■ DIRECTIONS ■
(1) Could you print the part of the passage on SAE AISI 1117 processing that opens with the words containing "SAE AISI 1117 is widely" and closes with "for machining applications."?
(2) Could you carry on the passage on SAE AISI 1117 processing from where it stops?

■ PASSAGE PROVIDED ■
******

Cold finishing processes, such as cold drawing and grinding, enhance the dimensional accuracy and surface finish of SAE AISI 1117. These processes are performed at room temperature, increasing the steel’s strength through strain hardening. Cold finishing is particularly beneficial for producing precision components, like shafts and gears, where tight tolerances and smooth surface finishes are essential. The excellent machinability of SAE AISI 1117 ensures that cold-finished parts maintain high quality and performance standards.

Forging

Forging is another suitable manufacturing process for SAE AISI 1117, especially when components require improved mechanical properties and directional grain flow. The steel’s composition supports hot forging at temperatures above critical points (approximately 900°C), which enhances its toughness and strength. Forging is ideal for structural and mechanical parts under dynamic loads, improving impact resistance, fatigue strength, and overall durability.

Machining

SAE AISI 1117 is widely recognized for its exceptional machinability, primarily due to its sulfur content. The sulfur creates manganese sulfide inclusions that act as lubricants, reducing tool wear and extending tool life. This steel is well-suited for various machining operations, including turning, milling, drilling, and threading. Its excellent machinability allows for the efficient production of precision parts with close tolerances, making it a preferred material in high-volume manufacturing environments. The reduced cycle times and tool costs further enhance its appeal for machining applications.

Heat Treatment Processes

Annealing

Annealing involves heating SAE AISI 1117 to about 855°C and then cooling it slowly. This process relieves internal stresses, increases ductility, and improves formability. Annealed SAE AISI 1117 is easier to machine and shape, making it suitable for applications requiring significant deformation.

Normalizing

Normalizing involves heating the steel above its critical temperature (approximately 900°C) and allowing it to cool in air. This process refines the grain structure, enhancing toughness and mechanical strength. Normalized SAE AISI 1117 is ideal for parts that require a balance of strength and toughness, as the refined grain structure improves the material’s overall performance.

******

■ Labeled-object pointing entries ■
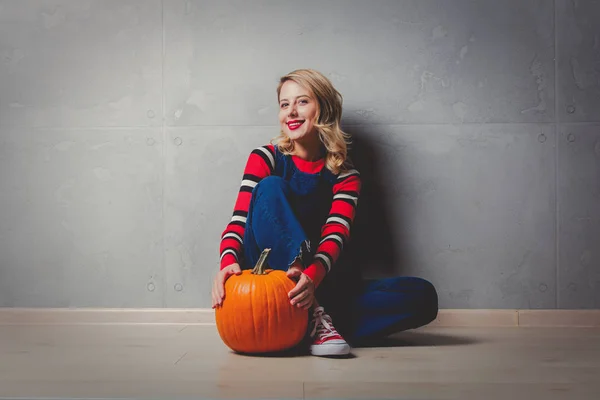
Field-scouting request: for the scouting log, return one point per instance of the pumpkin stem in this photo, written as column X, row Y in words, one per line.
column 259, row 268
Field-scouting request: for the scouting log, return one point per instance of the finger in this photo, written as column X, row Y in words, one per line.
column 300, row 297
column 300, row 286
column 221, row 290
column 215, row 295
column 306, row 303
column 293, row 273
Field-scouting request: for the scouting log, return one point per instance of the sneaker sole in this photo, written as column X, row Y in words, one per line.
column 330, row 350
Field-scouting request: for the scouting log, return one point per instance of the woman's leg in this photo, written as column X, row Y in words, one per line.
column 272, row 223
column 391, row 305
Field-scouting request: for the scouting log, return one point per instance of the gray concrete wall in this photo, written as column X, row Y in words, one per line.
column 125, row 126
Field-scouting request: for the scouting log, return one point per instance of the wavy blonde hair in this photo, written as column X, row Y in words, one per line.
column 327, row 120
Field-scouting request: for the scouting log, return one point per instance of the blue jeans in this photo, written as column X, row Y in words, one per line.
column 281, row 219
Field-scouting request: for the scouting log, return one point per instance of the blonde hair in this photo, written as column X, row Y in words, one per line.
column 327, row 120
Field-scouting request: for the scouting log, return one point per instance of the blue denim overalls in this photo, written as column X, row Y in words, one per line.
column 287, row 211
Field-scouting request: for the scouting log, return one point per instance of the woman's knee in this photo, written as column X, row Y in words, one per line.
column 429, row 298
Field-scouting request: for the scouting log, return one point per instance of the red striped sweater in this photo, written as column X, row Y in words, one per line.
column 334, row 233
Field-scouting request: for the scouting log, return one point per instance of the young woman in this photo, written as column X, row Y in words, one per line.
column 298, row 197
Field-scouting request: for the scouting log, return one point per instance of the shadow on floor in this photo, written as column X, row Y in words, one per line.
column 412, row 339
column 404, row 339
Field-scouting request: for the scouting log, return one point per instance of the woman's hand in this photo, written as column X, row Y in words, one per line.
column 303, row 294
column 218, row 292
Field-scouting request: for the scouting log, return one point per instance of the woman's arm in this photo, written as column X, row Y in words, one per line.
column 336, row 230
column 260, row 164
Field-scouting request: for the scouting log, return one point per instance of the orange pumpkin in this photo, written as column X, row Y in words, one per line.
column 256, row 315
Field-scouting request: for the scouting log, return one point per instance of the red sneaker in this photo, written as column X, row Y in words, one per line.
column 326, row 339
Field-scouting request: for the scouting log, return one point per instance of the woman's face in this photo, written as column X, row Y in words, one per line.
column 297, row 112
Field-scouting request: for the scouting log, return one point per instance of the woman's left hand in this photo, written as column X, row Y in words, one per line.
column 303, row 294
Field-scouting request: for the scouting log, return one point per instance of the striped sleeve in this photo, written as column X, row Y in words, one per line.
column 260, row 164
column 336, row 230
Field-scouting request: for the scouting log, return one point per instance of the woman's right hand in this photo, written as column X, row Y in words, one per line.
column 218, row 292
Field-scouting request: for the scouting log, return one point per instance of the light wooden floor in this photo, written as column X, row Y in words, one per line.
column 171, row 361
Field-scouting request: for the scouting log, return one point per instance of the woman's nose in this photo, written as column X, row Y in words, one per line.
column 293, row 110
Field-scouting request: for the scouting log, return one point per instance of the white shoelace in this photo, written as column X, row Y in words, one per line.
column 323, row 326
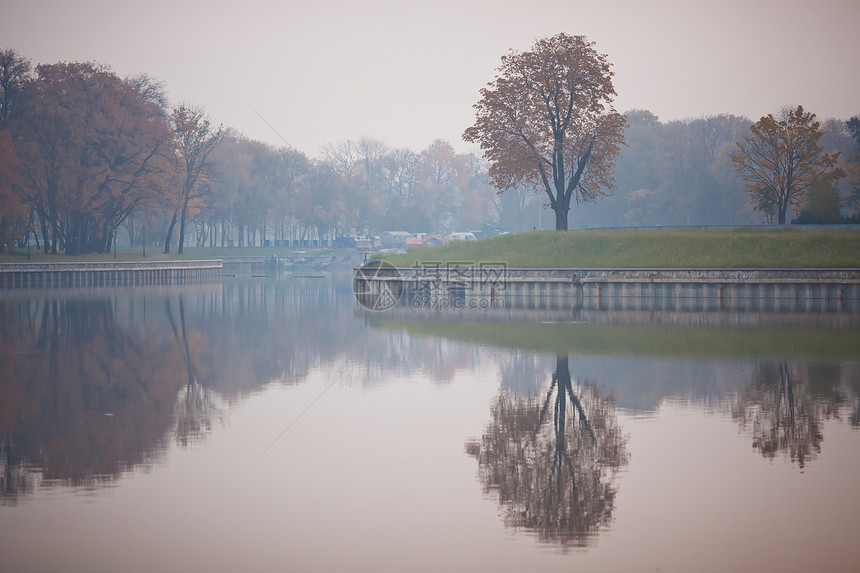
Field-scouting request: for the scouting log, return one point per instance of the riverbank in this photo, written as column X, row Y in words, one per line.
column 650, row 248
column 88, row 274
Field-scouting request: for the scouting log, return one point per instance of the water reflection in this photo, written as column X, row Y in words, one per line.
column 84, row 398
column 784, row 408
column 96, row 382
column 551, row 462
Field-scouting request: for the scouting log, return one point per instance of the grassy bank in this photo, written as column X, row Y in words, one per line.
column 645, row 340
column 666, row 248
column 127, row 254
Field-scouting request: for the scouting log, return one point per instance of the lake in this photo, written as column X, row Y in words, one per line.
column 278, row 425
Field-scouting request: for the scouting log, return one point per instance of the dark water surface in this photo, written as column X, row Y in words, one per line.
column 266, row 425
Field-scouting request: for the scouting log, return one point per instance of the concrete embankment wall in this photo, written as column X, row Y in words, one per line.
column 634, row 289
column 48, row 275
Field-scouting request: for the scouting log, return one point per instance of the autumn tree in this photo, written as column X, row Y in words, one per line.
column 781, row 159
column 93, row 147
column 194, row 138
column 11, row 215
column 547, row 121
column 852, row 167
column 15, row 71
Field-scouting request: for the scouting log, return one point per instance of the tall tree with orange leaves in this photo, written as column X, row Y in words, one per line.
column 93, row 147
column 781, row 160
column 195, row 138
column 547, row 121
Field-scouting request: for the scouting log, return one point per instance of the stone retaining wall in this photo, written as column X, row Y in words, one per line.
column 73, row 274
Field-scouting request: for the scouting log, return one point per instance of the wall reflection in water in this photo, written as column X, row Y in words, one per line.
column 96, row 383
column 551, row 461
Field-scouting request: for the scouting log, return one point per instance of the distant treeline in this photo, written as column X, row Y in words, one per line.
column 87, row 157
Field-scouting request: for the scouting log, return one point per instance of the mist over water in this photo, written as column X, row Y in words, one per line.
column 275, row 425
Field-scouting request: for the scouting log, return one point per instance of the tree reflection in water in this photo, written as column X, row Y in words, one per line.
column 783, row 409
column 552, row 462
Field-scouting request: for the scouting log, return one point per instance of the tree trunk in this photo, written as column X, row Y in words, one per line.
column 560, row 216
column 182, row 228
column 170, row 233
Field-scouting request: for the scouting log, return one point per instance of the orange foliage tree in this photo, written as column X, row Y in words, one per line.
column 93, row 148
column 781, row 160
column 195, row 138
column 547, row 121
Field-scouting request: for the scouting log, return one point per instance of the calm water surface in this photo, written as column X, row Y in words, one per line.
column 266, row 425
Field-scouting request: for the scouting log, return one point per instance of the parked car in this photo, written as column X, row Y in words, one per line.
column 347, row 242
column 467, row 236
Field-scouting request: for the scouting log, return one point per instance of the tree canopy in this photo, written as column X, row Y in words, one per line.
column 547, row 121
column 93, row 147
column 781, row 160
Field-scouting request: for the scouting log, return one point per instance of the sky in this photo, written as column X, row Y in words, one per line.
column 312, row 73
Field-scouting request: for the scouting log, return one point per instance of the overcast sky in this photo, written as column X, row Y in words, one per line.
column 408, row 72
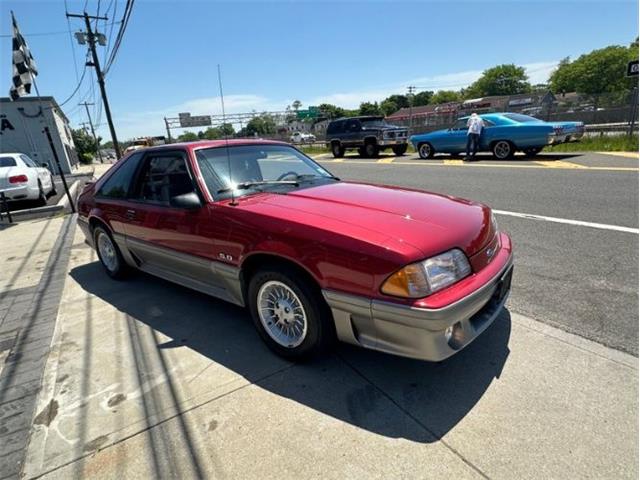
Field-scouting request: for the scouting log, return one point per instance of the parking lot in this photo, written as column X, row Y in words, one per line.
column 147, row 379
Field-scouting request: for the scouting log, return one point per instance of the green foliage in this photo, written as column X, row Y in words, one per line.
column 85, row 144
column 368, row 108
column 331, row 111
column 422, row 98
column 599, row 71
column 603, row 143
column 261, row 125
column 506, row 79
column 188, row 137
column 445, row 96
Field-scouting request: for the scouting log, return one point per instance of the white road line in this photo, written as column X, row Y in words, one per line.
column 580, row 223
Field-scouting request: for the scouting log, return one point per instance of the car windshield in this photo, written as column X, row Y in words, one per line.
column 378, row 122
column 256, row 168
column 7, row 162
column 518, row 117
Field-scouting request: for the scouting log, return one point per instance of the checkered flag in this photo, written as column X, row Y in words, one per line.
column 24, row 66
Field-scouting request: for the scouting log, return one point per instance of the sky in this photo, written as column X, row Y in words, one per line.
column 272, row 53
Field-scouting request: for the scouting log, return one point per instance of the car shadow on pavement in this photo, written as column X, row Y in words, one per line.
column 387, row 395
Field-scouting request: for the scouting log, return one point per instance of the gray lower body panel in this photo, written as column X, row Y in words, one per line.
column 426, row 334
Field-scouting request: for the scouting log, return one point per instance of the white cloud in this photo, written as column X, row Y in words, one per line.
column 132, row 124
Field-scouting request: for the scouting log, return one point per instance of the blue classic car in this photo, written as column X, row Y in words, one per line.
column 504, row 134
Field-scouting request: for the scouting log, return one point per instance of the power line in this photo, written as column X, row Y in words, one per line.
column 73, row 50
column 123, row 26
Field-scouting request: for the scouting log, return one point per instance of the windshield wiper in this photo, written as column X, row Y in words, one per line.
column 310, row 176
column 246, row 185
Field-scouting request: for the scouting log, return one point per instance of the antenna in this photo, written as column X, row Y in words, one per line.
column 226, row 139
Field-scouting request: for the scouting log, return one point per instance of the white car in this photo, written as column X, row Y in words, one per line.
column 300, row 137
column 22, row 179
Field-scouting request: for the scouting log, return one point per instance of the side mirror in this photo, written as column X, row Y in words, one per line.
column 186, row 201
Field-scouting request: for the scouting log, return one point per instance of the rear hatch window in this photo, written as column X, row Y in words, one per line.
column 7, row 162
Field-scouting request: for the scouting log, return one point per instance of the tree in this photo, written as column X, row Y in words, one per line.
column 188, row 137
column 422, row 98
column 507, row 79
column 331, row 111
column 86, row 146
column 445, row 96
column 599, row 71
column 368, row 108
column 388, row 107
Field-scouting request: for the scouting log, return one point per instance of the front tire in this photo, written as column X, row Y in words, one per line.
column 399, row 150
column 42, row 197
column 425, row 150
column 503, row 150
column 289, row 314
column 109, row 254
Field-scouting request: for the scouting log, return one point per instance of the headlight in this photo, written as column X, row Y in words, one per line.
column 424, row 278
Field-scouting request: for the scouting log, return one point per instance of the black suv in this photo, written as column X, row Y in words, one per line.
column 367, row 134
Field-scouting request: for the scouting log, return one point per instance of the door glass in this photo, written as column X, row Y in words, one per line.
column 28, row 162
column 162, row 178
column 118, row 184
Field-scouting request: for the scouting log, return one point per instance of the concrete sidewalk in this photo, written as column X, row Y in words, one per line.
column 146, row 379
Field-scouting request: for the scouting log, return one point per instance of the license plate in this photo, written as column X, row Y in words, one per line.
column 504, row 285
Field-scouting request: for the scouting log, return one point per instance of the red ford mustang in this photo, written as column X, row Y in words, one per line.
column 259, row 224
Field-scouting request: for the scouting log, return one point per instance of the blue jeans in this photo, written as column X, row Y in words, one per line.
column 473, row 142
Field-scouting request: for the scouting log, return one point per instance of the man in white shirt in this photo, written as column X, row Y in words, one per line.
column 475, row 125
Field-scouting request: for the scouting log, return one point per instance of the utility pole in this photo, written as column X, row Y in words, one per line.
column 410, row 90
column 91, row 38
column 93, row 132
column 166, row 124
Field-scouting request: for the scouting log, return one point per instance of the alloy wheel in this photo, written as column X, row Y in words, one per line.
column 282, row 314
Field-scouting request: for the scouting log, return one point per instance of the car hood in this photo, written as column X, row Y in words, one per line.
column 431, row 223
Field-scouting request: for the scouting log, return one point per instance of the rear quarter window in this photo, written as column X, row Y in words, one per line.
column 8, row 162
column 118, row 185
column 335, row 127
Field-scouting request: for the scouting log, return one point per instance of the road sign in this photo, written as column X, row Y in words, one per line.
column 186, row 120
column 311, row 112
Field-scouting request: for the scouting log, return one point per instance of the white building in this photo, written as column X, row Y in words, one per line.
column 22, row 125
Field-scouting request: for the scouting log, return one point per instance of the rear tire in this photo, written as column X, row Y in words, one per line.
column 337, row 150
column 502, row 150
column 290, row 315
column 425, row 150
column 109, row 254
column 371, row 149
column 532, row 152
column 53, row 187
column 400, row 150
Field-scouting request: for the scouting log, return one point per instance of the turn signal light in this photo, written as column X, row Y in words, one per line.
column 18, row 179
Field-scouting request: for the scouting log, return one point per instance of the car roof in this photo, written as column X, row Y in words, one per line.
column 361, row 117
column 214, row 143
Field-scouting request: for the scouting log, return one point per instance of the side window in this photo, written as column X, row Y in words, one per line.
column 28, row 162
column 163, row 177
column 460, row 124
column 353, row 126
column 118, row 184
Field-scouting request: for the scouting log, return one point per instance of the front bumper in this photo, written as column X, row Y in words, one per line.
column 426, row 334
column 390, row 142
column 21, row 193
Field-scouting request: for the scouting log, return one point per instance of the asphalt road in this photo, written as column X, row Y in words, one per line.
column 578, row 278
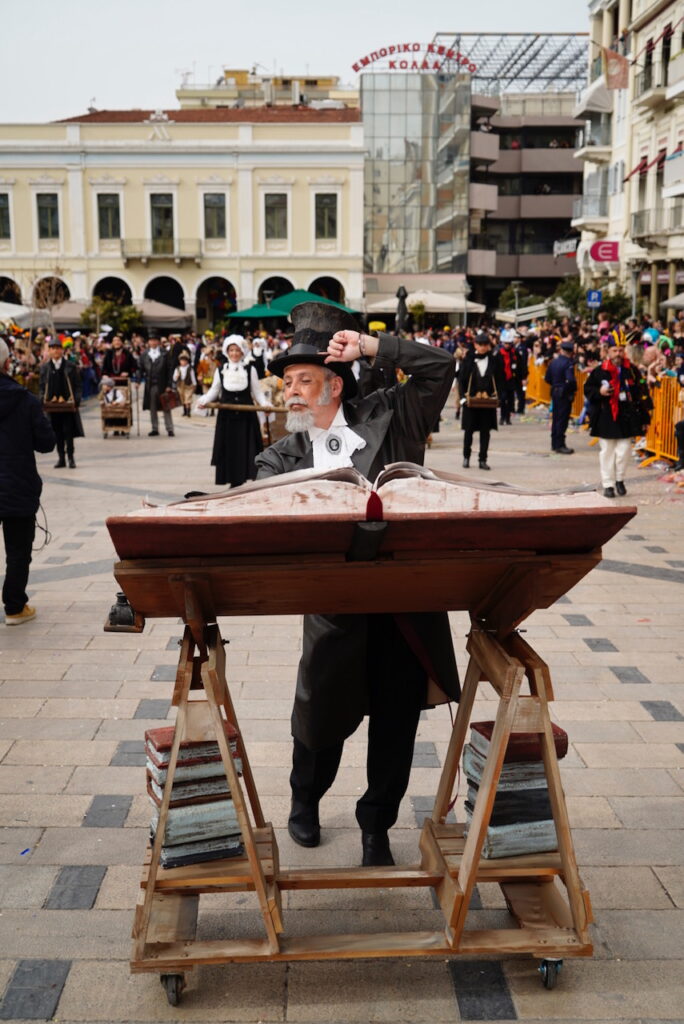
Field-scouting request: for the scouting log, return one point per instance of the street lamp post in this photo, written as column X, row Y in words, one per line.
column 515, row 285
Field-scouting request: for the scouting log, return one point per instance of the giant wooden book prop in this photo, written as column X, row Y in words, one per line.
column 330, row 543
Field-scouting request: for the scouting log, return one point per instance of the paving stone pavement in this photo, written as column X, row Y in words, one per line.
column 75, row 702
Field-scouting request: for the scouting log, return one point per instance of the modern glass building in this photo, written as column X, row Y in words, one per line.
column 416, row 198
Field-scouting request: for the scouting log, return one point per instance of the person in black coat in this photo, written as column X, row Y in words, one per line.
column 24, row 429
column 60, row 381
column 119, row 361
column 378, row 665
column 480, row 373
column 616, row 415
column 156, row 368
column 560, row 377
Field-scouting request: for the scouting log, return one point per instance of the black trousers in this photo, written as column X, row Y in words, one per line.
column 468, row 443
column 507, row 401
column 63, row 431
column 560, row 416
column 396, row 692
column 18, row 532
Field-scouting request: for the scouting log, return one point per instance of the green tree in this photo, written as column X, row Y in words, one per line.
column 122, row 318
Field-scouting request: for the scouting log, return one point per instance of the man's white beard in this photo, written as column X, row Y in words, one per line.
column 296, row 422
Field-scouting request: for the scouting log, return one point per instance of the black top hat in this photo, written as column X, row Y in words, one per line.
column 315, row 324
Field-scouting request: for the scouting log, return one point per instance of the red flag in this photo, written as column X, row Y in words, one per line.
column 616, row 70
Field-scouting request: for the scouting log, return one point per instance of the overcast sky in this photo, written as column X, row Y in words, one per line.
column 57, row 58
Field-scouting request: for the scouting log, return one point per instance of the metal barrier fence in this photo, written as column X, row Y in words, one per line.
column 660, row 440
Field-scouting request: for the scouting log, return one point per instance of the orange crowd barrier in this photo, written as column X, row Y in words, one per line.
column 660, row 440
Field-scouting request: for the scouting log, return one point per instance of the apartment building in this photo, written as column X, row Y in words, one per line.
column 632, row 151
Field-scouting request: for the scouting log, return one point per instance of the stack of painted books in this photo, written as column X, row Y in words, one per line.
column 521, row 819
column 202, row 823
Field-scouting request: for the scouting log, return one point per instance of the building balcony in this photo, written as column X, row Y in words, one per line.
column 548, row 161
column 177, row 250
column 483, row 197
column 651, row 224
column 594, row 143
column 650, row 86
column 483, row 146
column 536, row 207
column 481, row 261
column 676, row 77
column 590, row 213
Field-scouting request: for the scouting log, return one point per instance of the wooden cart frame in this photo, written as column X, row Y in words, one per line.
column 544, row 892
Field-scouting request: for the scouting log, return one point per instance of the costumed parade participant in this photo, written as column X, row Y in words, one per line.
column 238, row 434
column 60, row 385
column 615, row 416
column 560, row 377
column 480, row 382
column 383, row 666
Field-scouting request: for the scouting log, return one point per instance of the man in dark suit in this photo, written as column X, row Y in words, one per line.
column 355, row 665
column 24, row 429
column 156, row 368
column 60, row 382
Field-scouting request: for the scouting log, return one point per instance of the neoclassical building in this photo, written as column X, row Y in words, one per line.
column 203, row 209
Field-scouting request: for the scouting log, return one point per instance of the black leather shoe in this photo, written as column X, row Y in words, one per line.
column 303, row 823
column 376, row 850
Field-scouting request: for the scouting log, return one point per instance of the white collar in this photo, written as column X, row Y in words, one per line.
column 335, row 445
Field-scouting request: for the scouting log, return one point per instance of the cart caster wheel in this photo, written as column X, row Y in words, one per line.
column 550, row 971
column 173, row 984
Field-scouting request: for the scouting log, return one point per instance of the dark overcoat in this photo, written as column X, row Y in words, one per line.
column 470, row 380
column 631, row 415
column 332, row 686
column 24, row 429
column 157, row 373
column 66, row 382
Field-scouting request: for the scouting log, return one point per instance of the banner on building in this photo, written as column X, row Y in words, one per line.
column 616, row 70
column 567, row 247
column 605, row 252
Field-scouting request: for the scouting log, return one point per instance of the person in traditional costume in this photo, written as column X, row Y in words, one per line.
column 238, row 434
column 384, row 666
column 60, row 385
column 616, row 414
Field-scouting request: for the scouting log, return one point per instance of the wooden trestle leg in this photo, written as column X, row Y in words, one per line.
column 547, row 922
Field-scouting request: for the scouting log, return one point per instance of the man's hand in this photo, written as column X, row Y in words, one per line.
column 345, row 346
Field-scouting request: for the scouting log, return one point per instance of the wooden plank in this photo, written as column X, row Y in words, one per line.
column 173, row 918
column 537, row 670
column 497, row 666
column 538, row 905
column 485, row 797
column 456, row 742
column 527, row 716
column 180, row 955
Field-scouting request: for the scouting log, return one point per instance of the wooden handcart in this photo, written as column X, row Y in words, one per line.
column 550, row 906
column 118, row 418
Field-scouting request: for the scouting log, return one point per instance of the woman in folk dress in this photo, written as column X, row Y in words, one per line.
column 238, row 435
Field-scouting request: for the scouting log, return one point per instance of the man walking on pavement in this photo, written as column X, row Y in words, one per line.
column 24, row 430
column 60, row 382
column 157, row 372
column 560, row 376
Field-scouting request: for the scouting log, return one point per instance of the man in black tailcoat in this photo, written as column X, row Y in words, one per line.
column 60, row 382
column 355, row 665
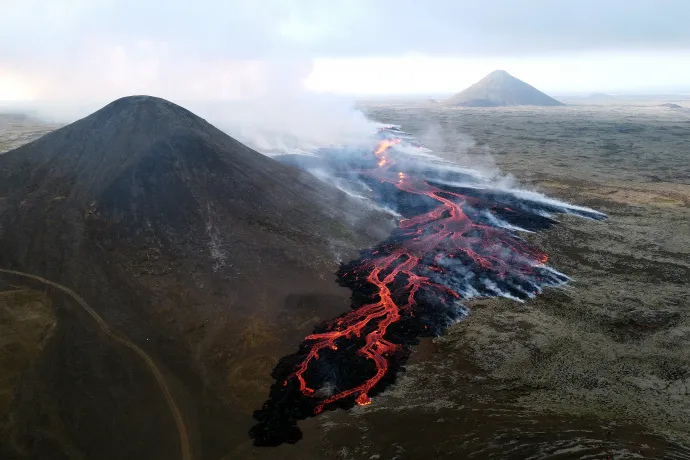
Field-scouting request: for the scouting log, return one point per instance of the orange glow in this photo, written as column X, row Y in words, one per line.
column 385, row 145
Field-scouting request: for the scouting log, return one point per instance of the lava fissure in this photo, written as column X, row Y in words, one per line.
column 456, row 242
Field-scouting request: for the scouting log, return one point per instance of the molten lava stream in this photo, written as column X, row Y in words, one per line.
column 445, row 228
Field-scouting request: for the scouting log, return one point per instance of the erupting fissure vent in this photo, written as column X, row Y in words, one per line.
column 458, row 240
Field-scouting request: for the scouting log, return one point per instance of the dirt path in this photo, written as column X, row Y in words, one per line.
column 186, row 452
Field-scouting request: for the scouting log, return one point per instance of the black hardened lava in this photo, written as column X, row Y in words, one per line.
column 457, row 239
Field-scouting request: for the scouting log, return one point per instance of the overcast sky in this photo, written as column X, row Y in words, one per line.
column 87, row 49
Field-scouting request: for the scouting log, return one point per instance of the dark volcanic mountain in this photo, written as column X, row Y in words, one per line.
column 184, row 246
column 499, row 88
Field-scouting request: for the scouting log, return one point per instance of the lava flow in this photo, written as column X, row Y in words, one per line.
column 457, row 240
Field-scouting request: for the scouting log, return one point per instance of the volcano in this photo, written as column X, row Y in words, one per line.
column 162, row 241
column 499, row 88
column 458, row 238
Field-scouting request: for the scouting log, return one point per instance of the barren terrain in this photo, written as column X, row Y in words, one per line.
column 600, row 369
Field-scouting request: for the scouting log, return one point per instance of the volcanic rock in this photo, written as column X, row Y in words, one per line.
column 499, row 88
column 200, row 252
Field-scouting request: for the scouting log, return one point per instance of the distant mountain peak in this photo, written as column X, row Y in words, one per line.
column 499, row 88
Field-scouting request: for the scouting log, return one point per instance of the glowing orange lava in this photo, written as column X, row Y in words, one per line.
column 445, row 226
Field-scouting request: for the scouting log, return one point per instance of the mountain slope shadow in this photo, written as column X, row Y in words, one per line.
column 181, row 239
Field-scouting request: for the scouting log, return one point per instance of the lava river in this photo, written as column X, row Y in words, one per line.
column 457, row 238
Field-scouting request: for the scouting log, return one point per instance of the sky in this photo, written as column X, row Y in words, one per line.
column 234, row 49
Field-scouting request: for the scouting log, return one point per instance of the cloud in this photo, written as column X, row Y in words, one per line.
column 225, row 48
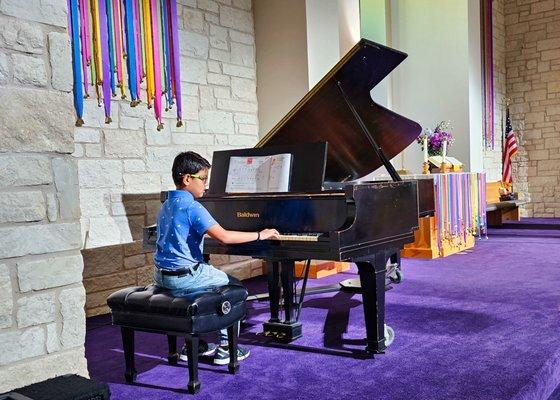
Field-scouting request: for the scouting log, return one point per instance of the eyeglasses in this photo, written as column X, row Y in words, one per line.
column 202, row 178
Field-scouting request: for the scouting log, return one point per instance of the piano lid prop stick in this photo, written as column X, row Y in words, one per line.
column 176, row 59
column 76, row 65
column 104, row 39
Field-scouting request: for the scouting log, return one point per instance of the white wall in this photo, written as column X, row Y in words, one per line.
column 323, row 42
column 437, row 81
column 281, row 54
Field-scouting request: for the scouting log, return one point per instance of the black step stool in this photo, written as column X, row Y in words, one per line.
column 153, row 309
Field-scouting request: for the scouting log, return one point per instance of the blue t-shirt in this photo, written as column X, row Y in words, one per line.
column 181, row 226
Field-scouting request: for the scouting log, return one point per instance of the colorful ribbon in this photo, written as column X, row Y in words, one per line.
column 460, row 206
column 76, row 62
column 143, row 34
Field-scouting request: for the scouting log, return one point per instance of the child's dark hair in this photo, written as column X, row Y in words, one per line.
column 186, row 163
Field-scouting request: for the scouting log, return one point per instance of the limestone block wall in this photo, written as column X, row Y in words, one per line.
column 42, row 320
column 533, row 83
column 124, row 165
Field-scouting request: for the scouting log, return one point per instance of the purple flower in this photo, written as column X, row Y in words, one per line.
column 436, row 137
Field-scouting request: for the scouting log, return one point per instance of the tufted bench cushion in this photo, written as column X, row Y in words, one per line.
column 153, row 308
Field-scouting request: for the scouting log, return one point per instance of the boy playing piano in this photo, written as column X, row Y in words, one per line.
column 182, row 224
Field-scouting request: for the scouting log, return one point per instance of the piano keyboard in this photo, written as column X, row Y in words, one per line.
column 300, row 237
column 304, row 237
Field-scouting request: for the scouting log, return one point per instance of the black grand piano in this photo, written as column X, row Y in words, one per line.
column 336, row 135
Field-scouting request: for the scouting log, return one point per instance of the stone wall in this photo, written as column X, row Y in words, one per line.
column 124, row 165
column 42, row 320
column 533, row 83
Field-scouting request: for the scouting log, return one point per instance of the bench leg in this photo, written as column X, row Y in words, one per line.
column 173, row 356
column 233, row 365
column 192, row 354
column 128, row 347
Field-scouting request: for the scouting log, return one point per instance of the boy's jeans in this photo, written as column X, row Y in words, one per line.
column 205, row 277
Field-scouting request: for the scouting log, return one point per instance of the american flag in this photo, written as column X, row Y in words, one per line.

******

■ ANSWERS IN ORDER ■
(1)
SAE AISI 1117 is widely recognized for its exceptional machinability, primarily due to its sulfur content. The sulfur creates manganese sulfide inclusions that act as lubricants, reducing tool wear and extending tool life. This steel is well-suited for various machining operations, including turning, milling, drilling, and threading. Its excellent machinability allows for the efficient production of precision parts with close tolerances, making it a preferred material in high-volume manufacturing environments. The reduced cycle times and tool costs further enhance its appeal for machining applications.

(2)
Carburizing

Carburizing is a surface hardening process where SAE AISI 1117 is exposed to a carbon-rich environment at high temperatures. This process creates a hard, wear-resistant surface layer while maintaining a tough core. Carburized SAE AISI 1117 is commonly used for components like gears and shafts that require high surface hardness and durability.

Hardening and Tempering

Although hardening and tempering are less common for SAE AISI 1117 due to its sulfur content, they are still possible. Hardening involves austenitizing the steel at around 850°C, followed by quenching to form martensite. Tempering then reduces brittleness by reheating the steel to a lower temperature. However, the sulfur inclusions can compromise toughness in highly hardened states, making this process less favorable compared to others.

Forming and Joining

Forming

SAE AISI 1117 can be formed using conventional techniques such as bending, rolling, and stamping. Its moderate ductility in annealed or normalized conditions allows for easy shaping without cracking. These forming processes are essential for producing complex geometries and custom components in various engineering applications.

Joining

Welding and brazing are possible with SAE AISI 1117 but require careful handling due to its sulfur content, which can affect weld quality. Preheating and post-weld heat treatment are recommended to reduce the risk of cracking and ensure strong, reliable joints. Proper joining techniques enhance the material’s versatility and enable its use in a wide range of industrial applications.

Common Industrial Applications

SAE AISI 1117 carbon steel is prized for its exceptional machinability, making it an ideal material for precision components. The presence of sulfur enhances machinability by forming manganese sulfide inclusions, which act as internal lubricants during machining operations. This property significantly reduces tool wear and allows for the production of parts with tight tolerances and smooth surface finishes.

Gears

Gears made from SAE AISI 1117 benefit from the steel’s ability to undergo deep, uniform case hardening. This process creates a hard, wear-resistant surface while maintaining a tough core, ensuring the gears are durable and can handle high loads and repetitive motion.

Shafts

The balance between strength and machinability makes SAE AISI 1117 an excellent choice for shafts. These components often experience moderate mechanical stresses, particularly in automotive and machinery applications. The steel’s properties ensure that shafts are not only strong but also precisely machined to meet specific dimensional requirements.

Studs and Fasteners

Studs, bolts, and other fasteners demand high machinability and reliable mechanical performance. SAE AISI 1117 meets these requirements by offering excellent machinability and adequate strength, ensuring that the fasteners produced are dimensionally accurate and capable of withstanding mechanical stresses.

Steering Components

In automotive steering mechanisms, components made from SAE AISI 1117 need to be both precise and strong. The steel’s machinability allows for the production of parts with the necessary precision, while its mechanical properties ensure that the components can endure the stresses of steering operations.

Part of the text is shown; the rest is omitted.